__Extracted records__
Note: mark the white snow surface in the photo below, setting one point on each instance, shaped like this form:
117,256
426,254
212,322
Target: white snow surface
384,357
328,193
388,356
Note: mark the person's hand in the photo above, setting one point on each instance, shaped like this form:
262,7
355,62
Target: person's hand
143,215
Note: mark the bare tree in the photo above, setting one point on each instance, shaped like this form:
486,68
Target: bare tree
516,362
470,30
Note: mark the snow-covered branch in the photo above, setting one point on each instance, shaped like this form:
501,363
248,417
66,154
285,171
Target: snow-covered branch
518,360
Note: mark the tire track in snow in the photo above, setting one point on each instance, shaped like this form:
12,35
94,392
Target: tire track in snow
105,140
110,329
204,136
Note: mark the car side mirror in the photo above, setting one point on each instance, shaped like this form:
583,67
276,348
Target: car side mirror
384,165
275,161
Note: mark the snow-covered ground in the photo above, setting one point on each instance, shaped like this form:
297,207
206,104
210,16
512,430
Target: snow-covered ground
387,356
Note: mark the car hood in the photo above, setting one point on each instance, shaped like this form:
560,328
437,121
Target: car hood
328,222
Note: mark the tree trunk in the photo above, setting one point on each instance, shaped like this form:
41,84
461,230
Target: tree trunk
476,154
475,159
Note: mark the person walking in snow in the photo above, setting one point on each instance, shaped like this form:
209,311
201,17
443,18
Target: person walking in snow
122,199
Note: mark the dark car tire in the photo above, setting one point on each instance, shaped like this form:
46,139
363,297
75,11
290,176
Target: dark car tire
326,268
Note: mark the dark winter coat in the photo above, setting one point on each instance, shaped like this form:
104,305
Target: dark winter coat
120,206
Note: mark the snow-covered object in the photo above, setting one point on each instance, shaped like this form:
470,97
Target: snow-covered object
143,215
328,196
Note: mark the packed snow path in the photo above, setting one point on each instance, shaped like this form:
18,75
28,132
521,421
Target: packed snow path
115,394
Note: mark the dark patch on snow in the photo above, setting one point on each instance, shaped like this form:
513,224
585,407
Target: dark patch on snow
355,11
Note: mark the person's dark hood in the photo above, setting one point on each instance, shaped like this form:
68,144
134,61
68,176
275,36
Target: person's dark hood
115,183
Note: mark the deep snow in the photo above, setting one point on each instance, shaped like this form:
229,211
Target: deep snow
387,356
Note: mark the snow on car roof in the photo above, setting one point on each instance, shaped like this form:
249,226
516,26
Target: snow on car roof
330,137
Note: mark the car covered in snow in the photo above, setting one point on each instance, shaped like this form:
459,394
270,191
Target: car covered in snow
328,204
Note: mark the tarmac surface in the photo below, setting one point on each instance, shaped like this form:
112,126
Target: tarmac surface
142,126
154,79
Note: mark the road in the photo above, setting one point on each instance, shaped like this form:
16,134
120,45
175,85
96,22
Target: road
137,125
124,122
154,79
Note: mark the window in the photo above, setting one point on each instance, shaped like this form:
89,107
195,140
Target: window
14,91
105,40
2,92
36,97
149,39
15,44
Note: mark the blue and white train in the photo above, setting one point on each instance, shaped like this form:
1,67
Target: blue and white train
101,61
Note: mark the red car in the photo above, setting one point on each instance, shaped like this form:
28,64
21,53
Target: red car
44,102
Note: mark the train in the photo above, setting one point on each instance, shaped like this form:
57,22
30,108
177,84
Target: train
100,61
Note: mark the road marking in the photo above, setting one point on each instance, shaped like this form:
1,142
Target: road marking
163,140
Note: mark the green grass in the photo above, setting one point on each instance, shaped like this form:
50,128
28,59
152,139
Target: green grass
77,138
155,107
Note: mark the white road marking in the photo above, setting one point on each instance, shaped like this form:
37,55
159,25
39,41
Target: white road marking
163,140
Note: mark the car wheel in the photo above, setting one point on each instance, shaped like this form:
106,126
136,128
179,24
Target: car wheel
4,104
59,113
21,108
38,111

__Task objective__
In the data above, how many lines hold the string "below"? Give the number by itself.

__Task output__
2